Material:
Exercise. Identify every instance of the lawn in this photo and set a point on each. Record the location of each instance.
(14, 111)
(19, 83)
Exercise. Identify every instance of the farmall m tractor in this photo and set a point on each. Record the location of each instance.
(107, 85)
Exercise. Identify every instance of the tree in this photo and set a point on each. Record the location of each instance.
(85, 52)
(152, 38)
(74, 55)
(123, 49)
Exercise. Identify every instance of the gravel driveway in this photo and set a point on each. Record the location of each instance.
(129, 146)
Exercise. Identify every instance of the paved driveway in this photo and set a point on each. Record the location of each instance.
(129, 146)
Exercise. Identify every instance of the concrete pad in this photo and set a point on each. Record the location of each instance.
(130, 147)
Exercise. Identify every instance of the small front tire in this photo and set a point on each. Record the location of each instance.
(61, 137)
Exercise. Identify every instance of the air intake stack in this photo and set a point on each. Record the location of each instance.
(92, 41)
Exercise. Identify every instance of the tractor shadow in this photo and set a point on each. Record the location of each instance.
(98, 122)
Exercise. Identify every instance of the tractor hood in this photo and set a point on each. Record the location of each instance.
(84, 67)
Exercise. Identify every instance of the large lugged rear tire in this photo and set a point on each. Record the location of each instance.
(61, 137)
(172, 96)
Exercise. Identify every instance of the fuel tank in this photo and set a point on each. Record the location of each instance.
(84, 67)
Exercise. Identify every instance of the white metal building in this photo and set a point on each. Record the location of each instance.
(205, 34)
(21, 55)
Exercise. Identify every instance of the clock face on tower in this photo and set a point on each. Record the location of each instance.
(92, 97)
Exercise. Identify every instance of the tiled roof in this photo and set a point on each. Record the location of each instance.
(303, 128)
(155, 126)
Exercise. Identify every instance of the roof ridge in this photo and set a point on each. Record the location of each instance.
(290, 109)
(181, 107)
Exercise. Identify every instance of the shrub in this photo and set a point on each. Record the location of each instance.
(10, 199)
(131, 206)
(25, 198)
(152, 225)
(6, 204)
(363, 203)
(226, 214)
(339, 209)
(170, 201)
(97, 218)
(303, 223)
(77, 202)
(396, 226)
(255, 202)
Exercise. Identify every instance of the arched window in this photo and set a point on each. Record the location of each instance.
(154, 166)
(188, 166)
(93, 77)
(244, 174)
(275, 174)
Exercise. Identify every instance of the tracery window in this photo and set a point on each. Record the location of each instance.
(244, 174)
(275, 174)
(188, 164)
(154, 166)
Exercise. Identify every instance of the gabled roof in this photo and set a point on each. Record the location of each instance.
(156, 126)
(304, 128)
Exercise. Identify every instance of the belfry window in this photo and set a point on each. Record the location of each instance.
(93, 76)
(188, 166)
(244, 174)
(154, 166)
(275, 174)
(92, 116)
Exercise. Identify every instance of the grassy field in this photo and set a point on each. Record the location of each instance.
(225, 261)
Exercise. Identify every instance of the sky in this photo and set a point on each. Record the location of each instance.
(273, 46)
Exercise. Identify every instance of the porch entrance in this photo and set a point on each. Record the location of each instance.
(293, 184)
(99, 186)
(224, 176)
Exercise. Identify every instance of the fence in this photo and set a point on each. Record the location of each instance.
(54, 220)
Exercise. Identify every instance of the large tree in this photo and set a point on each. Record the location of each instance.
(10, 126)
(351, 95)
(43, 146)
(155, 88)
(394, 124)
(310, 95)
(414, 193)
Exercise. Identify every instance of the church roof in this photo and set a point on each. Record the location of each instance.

Problem to solve:
Recast all of the records above as a numbered list, leaving out any blank lines.

Finished exercise:
1. Exercise. Identify every instance of the lawn in this photo and set a point on each. Record the location of each instance.
2. (14, 111)
3. (19, 83)
4. Exercise. Identify every instance of the farmall m tractor in this photo and set a point on each. Record the location of each instance.
5. (107, 85)
6. Exercise. Identify every instance of the tree in this photo and set a point on each. Record the location of each instance.
7. (85, 52)
8. (152, 38)
9. (74, 55)
10. (123, 49)
11. Exercise. Identify every instance of the gravel driveway in this photo and set a point on each. Record the location of each instance.
12. (129, 146)
13. Exercise. Identify every instance of the paved driveway in this photo and set a point on each. Record the location of each instance.
14. (129, 146)
15. Exercise. Identify every instance of the concrete pad in this photo and set a point on each. Record the location of each instance.
16. (130, 147)
17. Exercise. Identify every instance of the small front tire in this photo and set a point on each. Record the location of each instance.
18. (61, 137)
19. Exercise. Identify every instance of the air intake stack in this photo and set a point on each. Record the location of each instance.
20. (92, 41)
21. Exercise. Identify every instance of the tractor shadow in this photo and set a point on each. Record the location of each instance.
22. (98, 122)
23. Exercise. Identify every instance of the tractor hood in this photo and set a point on each. Record the location of each instance.
24. (84, 67)
25. Exercise. Identify every instance of the large lugged rear tire in this photo and set a point on each. Record the location of each instance.
26. (61, 137)
27. (172, 96)
28. Exercise. Identify every instance of the fuel tank in this photo and set a point on each. Record the location of each instance.
29. (84, 67)
30. Exercise. Identify every instance of the white metal building in this photo and set a point on each. Record the location of each instance.
31. (205, 34)
32. (21, 55)
33. Exercise. Identify every instance of the clock face on tower in this photo and set a point on each. Record the location of each instance.
34. (92, 97)
35. Exercise. Identify every instance of the tiled roof in this photo and set a point on each. Record the location of each instance.
36. (303, 128)
37. (155, 126)
38. Exercise. Identify every instance of the roof ridge in this photo and set a point on each. Record the location of each instance.
39. (290, 109)
40. (181, 107)
41. Exercise. Identify every instance of the shrub in this photo and set a point on each. Record the location of each instance.
42. (10, 199)
43. (131, 206)
44. (25, 198)
45. (152, 225)
46. (6, 204)
47. (363, 203)
48. (226, 214)
49. (339, 209)
50. (170, 201)
51. (97, 218)
52. (303, 223)
53. (77, 202)
54. (396, 226)
55. (255, 202)
56. Exercise. Identify every instance of the arched window in this photo and set a point on each. Record the location of each instance.
57. (154, 166)
58. (188, 166)
59. (93, 77)
60. (244, 174)
61. (275, 174)
62. Exercise. Identify every instance of the tracery window in this photo and set a point on each. Record the location of each instance.
63. (244, 174)
64. (275, 174)
65. (188, 164)
66. (154, 166)
67. Exercise. Identify every instance of the gabled roof in this photo and set a point on each. Record the location of each instance.
68. (156, 126)
69. (304, 128)
70. Exercise. Identify every instance of the belfry window in this photo and set a point on each. Record the location of each instance.
71. (93, 76)
72. (188, 166)
73. (244, 174)
74. (154, 166)
75. (275, 174)
76. (92, 116)
77. Exercise. Identify every instance of the grassy field in this photo and set a point on each. Record the location of each instance.
78. (225, 261)
79. Exercise. Identify every instance of the sky in this photo and set a point on each. Record the location of each instance.
80. (273, 46)
81. Exercise. Identify every instance of the porch entrance in this photo and set a point on each. Record the location of each instance.
82. (293, 184)
83. (99, 186)
84. (224, 176)
85. Exercise. Identify every instance of the fence in this photo and set a point on each. Record the location of each instance.
86. (54, 220)
87. Exercise. Identify every instance of the large tree in this photo and set a point on each. Record the location of each instance.
88. (10, 126)
89. (351, 95)
90. (43, 146)
91. (155, 88)
92. (394, 124)
93. (310, 95)
94. (414, 193)
95. Exercise. Identify every instance of the church roof in this photo and set a point on each. Record the location of each instance.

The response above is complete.